Task. Look through the data below for the line with "Please point out the ganesha", and transcribe it exactly together with each line after it up to and including the line with "Please point out the tiled". Give nothing else.

Entries provided.
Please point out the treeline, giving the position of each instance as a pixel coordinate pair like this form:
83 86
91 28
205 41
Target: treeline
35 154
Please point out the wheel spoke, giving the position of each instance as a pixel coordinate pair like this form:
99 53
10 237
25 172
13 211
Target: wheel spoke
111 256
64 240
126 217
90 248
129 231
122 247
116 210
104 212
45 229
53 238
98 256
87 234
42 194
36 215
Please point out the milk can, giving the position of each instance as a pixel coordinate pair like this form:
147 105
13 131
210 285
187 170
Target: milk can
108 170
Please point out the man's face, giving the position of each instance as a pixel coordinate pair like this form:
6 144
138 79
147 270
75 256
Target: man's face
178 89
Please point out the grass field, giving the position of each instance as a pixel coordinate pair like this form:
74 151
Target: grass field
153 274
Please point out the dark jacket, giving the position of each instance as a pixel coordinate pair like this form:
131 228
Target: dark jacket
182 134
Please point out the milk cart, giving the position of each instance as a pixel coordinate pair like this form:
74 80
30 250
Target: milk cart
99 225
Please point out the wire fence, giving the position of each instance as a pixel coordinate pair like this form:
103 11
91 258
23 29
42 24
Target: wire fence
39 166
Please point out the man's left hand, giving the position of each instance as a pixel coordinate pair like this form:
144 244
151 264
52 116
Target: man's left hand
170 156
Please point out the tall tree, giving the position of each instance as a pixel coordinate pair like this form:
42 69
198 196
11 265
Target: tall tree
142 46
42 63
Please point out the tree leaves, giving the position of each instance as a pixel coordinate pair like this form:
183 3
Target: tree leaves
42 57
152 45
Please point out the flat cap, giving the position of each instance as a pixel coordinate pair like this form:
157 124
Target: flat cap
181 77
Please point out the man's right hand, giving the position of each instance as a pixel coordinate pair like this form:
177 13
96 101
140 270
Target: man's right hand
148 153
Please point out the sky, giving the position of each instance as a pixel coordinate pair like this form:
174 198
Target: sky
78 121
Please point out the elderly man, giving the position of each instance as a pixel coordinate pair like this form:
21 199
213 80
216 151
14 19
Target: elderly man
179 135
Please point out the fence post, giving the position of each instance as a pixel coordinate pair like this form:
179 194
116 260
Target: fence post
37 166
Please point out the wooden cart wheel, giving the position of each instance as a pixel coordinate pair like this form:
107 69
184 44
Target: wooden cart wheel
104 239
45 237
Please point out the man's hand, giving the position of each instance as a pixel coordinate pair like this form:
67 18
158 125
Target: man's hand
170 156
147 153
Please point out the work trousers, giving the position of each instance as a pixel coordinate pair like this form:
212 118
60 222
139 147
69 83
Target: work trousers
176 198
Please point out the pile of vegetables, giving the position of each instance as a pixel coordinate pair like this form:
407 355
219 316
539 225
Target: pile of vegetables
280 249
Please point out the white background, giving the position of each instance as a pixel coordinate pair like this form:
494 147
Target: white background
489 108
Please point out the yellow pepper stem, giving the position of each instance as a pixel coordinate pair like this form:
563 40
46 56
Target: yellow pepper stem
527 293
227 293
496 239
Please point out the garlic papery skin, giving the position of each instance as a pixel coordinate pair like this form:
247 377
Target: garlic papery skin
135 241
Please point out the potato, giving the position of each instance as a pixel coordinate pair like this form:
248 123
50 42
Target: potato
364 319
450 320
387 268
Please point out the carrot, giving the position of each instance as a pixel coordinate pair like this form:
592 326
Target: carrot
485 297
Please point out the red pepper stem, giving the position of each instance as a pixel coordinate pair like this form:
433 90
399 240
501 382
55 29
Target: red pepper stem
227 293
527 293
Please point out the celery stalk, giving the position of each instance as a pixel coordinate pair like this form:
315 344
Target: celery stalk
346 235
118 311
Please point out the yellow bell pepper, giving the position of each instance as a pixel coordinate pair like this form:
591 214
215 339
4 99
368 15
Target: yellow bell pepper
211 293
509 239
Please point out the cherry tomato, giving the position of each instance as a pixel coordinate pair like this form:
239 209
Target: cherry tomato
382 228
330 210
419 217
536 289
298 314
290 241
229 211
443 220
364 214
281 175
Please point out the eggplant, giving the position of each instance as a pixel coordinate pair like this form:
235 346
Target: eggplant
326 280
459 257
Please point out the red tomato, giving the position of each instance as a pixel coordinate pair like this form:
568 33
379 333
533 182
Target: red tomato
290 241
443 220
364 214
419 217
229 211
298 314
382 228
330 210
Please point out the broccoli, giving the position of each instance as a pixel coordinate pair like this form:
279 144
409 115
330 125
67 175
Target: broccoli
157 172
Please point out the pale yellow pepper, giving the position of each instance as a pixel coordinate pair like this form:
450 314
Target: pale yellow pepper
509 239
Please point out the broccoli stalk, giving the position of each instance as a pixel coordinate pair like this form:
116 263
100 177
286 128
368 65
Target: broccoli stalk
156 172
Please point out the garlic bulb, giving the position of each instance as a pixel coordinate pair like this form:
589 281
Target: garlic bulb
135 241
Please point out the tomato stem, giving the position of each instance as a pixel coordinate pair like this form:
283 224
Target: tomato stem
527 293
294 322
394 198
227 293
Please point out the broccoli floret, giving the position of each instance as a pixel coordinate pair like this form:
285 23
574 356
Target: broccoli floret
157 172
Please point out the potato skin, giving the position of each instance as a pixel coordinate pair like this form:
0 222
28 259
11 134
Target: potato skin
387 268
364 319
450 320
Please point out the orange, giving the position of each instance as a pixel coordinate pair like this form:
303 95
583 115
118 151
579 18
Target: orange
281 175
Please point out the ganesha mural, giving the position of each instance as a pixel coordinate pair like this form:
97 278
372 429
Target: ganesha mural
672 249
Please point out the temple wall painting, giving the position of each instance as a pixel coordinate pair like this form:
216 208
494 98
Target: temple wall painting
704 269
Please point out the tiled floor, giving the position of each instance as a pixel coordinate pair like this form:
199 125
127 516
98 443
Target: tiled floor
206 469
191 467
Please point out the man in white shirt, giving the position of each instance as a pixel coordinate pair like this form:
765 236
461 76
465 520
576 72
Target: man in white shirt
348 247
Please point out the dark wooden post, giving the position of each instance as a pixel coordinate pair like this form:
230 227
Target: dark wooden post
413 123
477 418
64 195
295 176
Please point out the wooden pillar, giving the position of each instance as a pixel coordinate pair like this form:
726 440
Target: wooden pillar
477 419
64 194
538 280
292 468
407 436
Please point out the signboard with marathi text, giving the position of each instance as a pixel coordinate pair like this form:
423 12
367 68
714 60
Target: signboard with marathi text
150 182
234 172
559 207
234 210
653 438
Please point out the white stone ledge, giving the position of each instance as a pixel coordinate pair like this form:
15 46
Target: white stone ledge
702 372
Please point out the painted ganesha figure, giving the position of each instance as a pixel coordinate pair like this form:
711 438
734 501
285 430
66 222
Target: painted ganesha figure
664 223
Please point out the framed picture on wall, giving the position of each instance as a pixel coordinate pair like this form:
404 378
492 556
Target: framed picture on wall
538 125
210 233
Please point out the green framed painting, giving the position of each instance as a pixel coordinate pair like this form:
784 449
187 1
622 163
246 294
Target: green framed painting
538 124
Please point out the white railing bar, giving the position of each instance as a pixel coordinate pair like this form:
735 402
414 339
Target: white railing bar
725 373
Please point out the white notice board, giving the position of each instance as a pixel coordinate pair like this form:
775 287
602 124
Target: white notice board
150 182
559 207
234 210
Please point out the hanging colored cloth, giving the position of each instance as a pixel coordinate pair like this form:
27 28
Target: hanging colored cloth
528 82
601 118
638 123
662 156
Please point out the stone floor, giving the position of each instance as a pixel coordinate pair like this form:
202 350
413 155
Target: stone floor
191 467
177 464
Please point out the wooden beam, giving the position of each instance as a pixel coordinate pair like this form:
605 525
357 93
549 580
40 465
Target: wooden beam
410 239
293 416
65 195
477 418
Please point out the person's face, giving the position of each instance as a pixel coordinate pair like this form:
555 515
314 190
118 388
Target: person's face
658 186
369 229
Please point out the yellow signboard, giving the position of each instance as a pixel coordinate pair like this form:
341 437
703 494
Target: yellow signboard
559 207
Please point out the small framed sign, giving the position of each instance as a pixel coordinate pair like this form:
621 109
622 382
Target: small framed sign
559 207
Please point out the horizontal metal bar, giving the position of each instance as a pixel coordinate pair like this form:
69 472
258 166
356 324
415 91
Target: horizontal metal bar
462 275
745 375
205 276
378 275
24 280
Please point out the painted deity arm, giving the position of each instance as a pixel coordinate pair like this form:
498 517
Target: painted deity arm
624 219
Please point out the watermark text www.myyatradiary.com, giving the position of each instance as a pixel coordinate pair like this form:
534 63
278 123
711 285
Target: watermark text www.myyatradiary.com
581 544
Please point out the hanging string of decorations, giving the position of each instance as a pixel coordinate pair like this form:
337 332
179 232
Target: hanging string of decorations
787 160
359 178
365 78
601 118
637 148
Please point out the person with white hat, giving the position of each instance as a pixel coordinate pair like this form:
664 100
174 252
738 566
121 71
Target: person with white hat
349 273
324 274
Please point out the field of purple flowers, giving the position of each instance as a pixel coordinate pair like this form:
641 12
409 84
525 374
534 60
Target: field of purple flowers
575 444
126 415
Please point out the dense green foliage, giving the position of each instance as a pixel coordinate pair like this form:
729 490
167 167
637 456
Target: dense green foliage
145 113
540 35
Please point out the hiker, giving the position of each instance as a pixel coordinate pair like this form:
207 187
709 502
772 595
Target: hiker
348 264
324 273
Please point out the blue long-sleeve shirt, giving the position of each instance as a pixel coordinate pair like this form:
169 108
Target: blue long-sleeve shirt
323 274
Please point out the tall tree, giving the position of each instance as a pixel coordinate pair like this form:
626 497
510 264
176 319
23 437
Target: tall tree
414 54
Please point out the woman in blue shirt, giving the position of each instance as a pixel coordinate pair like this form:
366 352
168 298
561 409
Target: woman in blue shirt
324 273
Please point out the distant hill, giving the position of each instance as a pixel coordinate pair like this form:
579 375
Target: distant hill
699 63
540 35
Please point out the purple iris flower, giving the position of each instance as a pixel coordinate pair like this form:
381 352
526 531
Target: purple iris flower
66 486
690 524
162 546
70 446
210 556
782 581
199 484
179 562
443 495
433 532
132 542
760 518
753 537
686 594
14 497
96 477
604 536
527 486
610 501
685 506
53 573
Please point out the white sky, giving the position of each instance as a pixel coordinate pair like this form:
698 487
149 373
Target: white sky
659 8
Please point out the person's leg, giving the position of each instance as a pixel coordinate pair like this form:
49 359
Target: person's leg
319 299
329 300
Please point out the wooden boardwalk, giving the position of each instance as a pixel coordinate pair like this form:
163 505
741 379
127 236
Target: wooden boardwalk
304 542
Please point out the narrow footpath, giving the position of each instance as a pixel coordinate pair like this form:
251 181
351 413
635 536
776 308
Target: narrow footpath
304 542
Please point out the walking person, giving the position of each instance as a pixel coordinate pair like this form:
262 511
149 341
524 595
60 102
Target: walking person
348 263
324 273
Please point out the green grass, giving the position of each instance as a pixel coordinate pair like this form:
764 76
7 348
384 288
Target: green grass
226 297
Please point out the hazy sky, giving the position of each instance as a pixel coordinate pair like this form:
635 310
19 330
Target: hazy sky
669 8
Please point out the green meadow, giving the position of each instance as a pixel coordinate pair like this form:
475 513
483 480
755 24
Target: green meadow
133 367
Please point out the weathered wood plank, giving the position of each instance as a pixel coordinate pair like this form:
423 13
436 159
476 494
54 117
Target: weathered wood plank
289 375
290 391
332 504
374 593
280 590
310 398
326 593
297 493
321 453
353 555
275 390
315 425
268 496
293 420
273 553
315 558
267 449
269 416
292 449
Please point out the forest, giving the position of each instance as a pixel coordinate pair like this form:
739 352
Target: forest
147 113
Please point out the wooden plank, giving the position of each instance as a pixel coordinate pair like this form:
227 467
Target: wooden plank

Written reply.
Please point out the ganesha mural, giving the position of each instance as a pixel coordinate pair like this form:
97 278
372 429
Target: ganesha mural
672 249
Please point out the temple wall painting, giving the position of each instance as a pixel coordinate pair like this form:
216 208
494 98
Target: temple wall painting
704 269
Please point out the tiled floor, giving the position of each instance as a pixel coordinate pair like this form:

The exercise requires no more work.